### Direction
Pull out each line of the material below that contains the word "outline".

(Picture region annotation data)
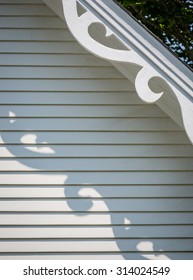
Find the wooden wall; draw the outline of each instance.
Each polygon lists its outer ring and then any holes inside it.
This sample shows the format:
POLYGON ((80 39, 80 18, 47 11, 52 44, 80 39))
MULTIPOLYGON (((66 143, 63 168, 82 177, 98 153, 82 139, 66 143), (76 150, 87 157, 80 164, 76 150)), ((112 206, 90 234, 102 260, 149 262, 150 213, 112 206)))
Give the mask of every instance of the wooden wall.
POLYGON ((0 16, 0 258, 192 259, 184 131, 42 1, 0 16))

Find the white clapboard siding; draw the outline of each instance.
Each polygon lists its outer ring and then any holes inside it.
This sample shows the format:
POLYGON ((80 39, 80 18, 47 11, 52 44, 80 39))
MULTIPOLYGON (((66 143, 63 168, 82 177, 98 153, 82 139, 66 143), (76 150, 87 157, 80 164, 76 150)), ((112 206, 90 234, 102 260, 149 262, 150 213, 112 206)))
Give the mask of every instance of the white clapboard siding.
POLYGON ((0 259, 192 259, 193 147, 41 0, 0 0, 0 259))

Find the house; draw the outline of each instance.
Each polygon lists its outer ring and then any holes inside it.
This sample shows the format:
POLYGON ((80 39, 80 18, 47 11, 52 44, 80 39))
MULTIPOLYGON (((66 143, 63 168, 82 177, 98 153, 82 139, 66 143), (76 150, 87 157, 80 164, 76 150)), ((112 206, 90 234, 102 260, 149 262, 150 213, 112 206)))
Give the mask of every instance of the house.
POLYGON ((192 259, 192 72, 112 0, 0 16, 0 259, 192 259))

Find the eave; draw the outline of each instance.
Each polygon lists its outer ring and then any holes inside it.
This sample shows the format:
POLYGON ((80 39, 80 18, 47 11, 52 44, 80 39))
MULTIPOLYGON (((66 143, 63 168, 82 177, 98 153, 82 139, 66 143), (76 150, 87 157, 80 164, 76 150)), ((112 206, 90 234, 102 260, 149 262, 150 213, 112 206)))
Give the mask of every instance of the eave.
POLYGON ((161 107, 185 128, 193 143, 193 73, 188 67, 112 0, 43 1, 67 22, 83 47, 109 60, 135 84, 144 102, 161 107), (81 15, 77 4, 83 7, 81 15), (92 23, 91 34, 88 29, 92 23), (103 39, 108 38, 108 47, 101 43, 99 24, 106 31, 103 39), (119 44, 115 49, 116 40, 124 50, 119 49, 119 44))

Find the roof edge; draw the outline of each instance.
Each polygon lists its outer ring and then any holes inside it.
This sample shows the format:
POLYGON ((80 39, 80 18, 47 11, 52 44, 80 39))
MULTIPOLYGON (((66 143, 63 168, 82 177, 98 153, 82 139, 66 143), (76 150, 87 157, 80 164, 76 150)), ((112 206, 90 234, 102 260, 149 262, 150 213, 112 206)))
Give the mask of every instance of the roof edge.
MULTIPOLYGON (((183 117, 185 130, 193 143, 193 82, 192 71, 156 40, 133 17, 129 16, 112 0, 43 0, 60 7, 67 25, 76 40, 89 52, 112 63, 138 65, 141 70, 134 79, 136 91, 145 102, 156 102, 163 93, 176 96, 183 117), (77 3, 85 13, 79 15, 77 3), (91 37, 89 26, 100 23, 106 36, 115 35, 127 50, 107 47, 91 37), (126 64, 125 64, 126 63, 126 64), (159 78, 162 92, 155 93, 149 87, 153 77, 159 78)), ((56 8, 56 7, 55 7, 56 8)))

### Full answer
Find the wooden wall; draw the outline of each instance.
Find the white clapboard siding; draw the outline of each instance.
Find the house; draw the outline of each instance.
Find the eave; draw the outline of each instance.
Find the roof edge; draw the outline of each instance.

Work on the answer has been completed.